Problem to work on >> Repeat every line below exactly as it reads.

Records supplied >>
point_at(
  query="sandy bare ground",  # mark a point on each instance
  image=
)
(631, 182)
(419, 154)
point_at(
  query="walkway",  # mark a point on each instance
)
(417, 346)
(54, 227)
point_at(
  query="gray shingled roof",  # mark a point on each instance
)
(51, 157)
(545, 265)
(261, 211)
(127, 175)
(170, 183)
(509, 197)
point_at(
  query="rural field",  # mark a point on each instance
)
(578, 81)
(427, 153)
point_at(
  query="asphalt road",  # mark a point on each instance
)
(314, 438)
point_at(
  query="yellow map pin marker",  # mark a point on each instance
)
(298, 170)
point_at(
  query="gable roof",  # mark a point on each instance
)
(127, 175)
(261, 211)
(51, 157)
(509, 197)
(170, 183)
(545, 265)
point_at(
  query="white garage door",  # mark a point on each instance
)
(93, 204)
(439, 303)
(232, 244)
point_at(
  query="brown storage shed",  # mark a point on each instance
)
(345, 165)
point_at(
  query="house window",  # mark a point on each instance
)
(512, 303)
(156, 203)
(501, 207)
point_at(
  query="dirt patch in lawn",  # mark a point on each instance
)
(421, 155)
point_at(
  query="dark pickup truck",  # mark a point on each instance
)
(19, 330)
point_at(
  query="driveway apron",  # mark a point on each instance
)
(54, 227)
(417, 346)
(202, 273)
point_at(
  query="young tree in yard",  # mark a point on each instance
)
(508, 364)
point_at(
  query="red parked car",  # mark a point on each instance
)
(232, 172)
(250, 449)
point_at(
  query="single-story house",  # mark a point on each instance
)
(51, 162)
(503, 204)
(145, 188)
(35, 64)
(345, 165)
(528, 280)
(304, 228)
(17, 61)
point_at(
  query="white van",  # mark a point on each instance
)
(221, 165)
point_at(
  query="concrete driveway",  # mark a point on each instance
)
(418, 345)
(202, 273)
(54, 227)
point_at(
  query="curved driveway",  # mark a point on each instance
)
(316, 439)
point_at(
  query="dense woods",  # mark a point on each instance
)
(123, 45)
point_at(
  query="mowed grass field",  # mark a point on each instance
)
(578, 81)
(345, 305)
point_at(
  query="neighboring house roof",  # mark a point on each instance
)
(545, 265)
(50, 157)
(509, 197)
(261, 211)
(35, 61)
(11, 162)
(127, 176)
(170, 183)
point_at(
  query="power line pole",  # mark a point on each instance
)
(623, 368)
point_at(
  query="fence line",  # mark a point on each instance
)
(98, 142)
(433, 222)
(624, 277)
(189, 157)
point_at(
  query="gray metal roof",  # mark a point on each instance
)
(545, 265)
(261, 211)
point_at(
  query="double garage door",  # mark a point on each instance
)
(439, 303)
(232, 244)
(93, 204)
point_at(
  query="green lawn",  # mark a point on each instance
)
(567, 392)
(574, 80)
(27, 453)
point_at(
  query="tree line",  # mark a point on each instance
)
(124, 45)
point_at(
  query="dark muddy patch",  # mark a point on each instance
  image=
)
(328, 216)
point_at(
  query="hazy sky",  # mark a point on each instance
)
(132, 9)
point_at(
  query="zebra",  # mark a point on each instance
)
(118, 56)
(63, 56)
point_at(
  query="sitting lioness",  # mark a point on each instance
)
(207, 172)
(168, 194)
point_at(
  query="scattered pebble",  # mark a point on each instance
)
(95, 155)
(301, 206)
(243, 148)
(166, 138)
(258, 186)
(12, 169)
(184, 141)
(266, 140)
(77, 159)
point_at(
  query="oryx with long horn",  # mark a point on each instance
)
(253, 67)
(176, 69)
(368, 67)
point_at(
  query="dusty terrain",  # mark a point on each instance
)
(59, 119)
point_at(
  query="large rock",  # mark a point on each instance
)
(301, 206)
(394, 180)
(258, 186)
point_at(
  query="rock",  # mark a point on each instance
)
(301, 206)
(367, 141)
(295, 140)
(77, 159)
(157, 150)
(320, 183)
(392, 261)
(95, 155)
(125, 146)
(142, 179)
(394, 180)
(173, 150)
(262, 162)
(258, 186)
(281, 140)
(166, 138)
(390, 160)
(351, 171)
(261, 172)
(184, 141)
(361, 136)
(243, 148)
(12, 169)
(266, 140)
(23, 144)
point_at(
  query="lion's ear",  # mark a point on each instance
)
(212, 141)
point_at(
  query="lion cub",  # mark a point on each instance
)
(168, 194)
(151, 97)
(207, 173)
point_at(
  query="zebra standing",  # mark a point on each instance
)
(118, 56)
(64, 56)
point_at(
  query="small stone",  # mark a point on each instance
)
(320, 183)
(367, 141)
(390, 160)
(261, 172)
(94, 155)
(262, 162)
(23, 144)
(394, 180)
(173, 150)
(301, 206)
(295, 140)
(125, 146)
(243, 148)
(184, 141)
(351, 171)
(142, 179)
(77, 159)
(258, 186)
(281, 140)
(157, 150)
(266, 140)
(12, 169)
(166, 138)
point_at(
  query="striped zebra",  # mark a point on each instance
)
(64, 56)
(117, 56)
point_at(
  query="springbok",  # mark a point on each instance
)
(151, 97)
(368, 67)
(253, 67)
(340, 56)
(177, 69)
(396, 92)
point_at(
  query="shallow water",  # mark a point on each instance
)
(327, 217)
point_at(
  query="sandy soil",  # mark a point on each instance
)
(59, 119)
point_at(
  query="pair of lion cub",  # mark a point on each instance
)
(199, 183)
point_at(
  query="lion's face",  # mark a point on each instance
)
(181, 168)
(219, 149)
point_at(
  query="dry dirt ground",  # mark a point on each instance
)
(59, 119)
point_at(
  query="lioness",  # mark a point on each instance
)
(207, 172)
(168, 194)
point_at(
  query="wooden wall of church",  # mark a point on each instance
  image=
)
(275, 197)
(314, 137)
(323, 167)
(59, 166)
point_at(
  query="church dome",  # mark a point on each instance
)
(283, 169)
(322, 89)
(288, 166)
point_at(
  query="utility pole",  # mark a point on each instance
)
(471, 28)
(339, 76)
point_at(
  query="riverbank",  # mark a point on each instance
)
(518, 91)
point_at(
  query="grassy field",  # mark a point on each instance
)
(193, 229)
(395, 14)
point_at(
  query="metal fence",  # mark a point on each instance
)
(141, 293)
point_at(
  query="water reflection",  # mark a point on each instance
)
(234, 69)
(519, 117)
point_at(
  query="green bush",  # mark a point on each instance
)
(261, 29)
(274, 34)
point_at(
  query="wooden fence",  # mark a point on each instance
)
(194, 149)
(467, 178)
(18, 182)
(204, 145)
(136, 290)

Answer in full >>
point_at(
  query="sandy bare ground",  # mark a point on each instance
  image=
)
(631, 182)
(419, 154)
point_at(
  query="walkway",  # mark a point on each instance
)
(417, 346)
(54, 227)
point_at(
  query="gray shingled roof",  # mark a point on each instance
)
(51, 157)
(545, 265)
(261, 211)
(127, 175)
(170, 183)
(509, 197)
point_at(
  query="rural field",  # mark a point on each instance
)
(578, 81)
(427, 153)
point_at(
  query="asphalt road",  # mark a point on each instance
)
(314, 438)
point_at(
  query="yellow map pin marker",  # mark a point on each instance
)
(298, 170)
point_at(
  query="gable roof",  # mark a point on each instance
)
(127, 175)
(261, 211)
(51, 157)
(509, 197)
(170, 183)
(545, 265)
point_at(
  query="white garage door",  # mark a point on each instance
)
(93, 204)
(439, 303)
(232, 244)
point_at(
  query="brown storage shed",  # mark a point on each instance
)
(345, 165)
point_at(
  query="house window",  # mark a point on each instance
)
(512, 303)
(156, 203)
(501, 207)
point_at(
  query="dirt patch in lawn",  # mark a point on each instance
)
(421, 155)
point_at(
  query="dark pickup truck",  # mark a point on each instance
)
(19, 330)
point_at(
  query="driveway apron",  # mark a point on each instance
)
(54, 227)
(417, 346)
(202, 273)
point_at(
  query="young tree in yard",  # mark a point on each instance
)
(508, 364)
point_at(
  query="red parked car",  # mark a point on each instance
)
(232, 172)
(250, 449)
point_at(
  query="single-story house",  # mark a point on each instance
)
(51, 162)
(503, 204)
(145, 188)
(35, 64)
(345, 165)
(528, 280)
(304, 228)
(17, 61)
point_at(
  query="white van",  # mark a point on each instance
)
(221, 165)
point_at(
  query="concrete driveway",  # mark a point on each instance
)
(418, 345)
(202, 273)
(54, 227)
point_at(
  query="curved driveway",  # mark a point on each instance
)
(316, 439)
point_at(
  query="dense woods",  # mark a point on each instance
)
(123, 45)
point_at(
  query="mowed grass field",  # mark a point on each instance
)
(578, 81)
(345, 305)
point_at(
  query="neighboring house roof",  # mark a point on each instance
)
(545, 265)
(50, 157)
(509, 197)
(261, 211)
(35, 61)
(11, 162)
(127, 176)
(170, 183)
point_at(
  query="power line pole",  # mark a point on each instance
)
(623, 368)
point_at(
  query="fence line",  # mark a point on each instance
)
(98, 142)
(433, 222)
(624, 277)
(189, 157)
point_at(
  query="gray metal roof",  # mark a point on each instance
)
(545, 265)
(261, 211)
point_at(
  query="double garage door",  # mark a point on each instance
)
(439, 303)
(232, 244)
(93, 204)
point_at(
  query="green lawn",  # mark a point on each instance
)
(567, 392)
(574, 80)
(27, 453)
point_at(
  query="tree line",  # mark a point on each instance
)
(124, 45)
point_at(
  query="dark muddy patch",  # mark a point on each instance
  image=
)
(328, 216)
point_at(
  query="hazy sky",  # mark a point on each instance
)
(132, 9)
point_at(
  query="zebra",  # mark a point on each instance
)
(118, 56)
(63, 56)
point_at(
  query="sitting lioness",  # mark a point on each instance
)
(207, 172)
(168, 194)
point_at(
  query="scattered pebble",  # mark a point on each instance
)
(95, 155)
(301, 206)
(243, 148)
(166, 138)
(258, 186)
(12, 169)
(184, 141)
(266, 140)
(77, 159)
point_at(
  query="oryx with long horn",  # mark a point on each instance
)
(253, 67)
(176, 69)
(368, 67)
point_at(
  query="dusty terrain",  # mark a point on each instance
)
(59, 119)
point_at(
  query="large rock",  # mark a point on each instance
)
(301, 206)
(394, 180)
(258, 186)
point_at(
  query="rock",  # mark a point on each instance
)
(301, 206)
(367, 141)
(295, 140)
(77, 159)
(157, 150)
(320, 183)
(392, 261)
(95, 155)
(125, 146)
(142, 179)
(394, 180)
(173, 150)
(262, 162)
(258, 186)
(281, 140)
(166, 138)
(390, 160)
(351, 171)
(261, 172)
(184, 141)
(361, 136)
(243, 148)
(12, 169)
(266, 140)
(23, 144)
point_at(
  query="lion's ear",  # mark a point on each instance
)
(212, 141)
point_at(
  query="lion cub",  # mark a point on each instance
)
(168, 194)
(151, 97)
(207, 173)
point_at(
  query="zebra standing",  # mark a point on each instance
)
(118, 56)
(64, 56)
point_at(
  query="small stone",  # mark a point on each instance
)
(320, 183)
(367, 141)
(390, 160)
(261, 172)
(94, 155)
(262, 162)
(23, 144)
(394, 180)
(173, 150)
(301, 206)
(295, 140)
(125, 146)
(243, 148)
(184, 141)
(351, 171)
(142, 179)
(77, 159)
(258, 186)
(281, 140)
(157, 150)
(266, 140)
(12, 169)
(166, 138)
point_at(
  query="striped zebra",  # mark a point on each instance
)
(64, 56)
(117, 56)
point_at(
  query="springbok",  # mark a point on each instance
)
(151, 97)
(368, 67)
(253, 67)
(340, 56)
(177, 69)
(396, 92)
point_at(
  query="shallow water",  # mark a point on each instance
)
(327, 217)
point_at(
  query="sandy soil",  # mark a point on each instance
)
(59, 119)
point_at(
  query="pair of lion cub",  # mark a point on each instance
)
(199, 183)
point_at(
  query="lion's face",  # mark a point on each instance
)
(181, 168)
(219, 149)
point_at(
  query="dry dirt ground",  # mark a point on each instance
)
(59, 119)
point_at(
  query="lioness",  # mark a point on each instance
)
(207, 172)
(168, 194)
point_at(
  query="wooden wall of church",  # mark a point on each instance
  image=
)
(275, 197)
(314, 137)
(323, 167)
(59, 166)
point_at(
  query="church dome",  # mark a point on each instance
)
(283, 169)
(322, 89)
(288, 166)
point_at(
  query="utility pole",  # mark a point on each instance
)
(471, 28)
(339, 76)
point_at(
  query="riverbank",  # mark a point on each instance
)
(518, 91)
point_at(
  query="grassy field",  # mark a point on each instance
)
(193, 229)
(395, 14)
point_at(
  query="metal fence",  # mark a point on each instance
)
(141, 293)
point_at(
  query="water reflection",  # mark a point on each instance
)
(234, 69)
(519, 117)
point_at(
  query="green bush",  # mark a point on each instance
)
(261, 29)
(274, 34)
point_at(
  query="wooden fence",  # mark a point on each instance
)
(194, 149)
(467, 178)
(18, 182)
(204, 145)
(136, 290)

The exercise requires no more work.